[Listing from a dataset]

↓↓↓

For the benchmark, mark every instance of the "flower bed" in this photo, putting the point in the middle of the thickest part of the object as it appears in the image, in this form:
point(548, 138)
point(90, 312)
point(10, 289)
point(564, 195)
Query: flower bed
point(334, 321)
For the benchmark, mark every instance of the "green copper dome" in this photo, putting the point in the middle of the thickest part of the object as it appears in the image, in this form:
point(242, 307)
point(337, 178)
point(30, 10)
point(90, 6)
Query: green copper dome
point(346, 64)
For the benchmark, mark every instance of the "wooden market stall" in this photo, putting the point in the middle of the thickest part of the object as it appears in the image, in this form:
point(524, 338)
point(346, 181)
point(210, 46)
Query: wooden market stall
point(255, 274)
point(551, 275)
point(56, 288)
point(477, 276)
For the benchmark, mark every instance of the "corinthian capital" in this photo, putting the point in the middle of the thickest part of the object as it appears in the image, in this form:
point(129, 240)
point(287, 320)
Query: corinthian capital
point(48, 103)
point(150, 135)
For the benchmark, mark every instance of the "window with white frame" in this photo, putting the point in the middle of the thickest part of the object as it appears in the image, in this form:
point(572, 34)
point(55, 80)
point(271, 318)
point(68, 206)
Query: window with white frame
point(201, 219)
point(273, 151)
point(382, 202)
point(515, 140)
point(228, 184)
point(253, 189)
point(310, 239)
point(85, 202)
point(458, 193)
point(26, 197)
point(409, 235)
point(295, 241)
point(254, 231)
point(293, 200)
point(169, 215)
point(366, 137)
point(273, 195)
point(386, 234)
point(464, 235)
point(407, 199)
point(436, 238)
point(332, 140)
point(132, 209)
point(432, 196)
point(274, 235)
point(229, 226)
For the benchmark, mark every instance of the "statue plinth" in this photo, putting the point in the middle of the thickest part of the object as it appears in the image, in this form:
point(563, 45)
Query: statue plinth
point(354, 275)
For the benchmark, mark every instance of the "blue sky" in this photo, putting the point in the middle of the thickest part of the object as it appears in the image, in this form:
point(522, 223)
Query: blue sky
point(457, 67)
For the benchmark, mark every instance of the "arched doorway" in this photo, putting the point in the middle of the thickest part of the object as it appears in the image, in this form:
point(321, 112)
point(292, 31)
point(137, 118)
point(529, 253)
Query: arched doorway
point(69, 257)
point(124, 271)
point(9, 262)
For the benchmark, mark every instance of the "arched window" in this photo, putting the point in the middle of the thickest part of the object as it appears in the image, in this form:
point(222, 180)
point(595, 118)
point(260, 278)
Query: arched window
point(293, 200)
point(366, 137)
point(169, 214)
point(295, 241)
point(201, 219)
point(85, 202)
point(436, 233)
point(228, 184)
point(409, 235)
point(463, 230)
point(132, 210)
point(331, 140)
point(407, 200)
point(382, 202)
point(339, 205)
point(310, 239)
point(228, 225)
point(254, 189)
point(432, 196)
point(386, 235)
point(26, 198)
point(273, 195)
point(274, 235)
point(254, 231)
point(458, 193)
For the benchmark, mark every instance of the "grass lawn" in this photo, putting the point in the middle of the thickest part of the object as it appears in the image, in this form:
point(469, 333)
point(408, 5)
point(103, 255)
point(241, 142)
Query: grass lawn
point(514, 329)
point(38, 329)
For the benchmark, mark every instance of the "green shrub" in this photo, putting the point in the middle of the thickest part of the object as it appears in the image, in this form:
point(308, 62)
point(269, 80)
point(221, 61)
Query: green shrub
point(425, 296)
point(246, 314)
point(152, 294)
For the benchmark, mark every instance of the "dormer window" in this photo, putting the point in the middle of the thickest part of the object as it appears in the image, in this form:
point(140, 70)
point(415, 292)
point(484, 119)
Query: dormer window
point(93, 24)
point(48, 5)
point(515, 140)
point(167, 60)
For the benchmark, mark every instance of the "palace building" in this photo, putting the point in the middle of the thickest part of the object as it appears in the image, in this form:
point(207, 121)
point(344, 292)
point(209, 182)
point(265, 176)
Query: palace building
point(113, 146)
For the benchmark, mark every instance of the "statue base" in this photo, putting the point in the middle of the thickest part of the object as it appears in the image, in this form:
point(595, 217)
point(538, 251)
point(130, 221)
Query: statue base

↑↑↑

Stated problem ->
Duplicate the stretch of the listing from its first line through the line containing "point(477, 276)", reproducing every line unchanged.

Finished answer ->
For the benchmark, mark every instance of the "flower bed" in this photo, putting the point in the middle of the thickest part of the object as it appears in the image, in this form:
point(548, 138)
point(90, 312)
point(10, 289)
point(564, 195)
Query: flower bed
point(334, 321)
For the benchmark, mark every instance of the "green copper dome" in this photo, putting the point in the middle of the thickest part of the object as it appears in the image, in this form:
point(242, 307)
point(337, 178)
point(30, 10)
point(90, 6)
Query: green copper dome
point(346, 64)
For the benchmark, mark every instance of the "wooden market stall" in this photo, putting the point in the middle of the thickest part of the object as it appears in the image, in this form:
point(524, 338)
point(346, 181)
point(210, 46)
Query: wooden market stall
point(255, 274)
point(551, 275)
point(56, 288)
point(477, 276)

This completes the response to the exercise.